◆ GIVEN PROBLEM ◆
Print every one of the following records again, line for line and without any change.

########

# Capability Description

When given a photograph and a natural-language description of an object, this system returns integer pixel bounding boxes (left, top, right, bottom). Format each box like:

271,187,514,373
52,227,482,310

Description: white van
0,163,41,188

########

◆ RESPONSE TO THIS TASK ◆
# Capability Description

When given a photograph and a natural-language description of an object, this system returns integer pixel bounding boxes (left, top, right, bottom). Format each box like:

271,187,514,373
52,227,482,310

Description: white van
0,163,41,188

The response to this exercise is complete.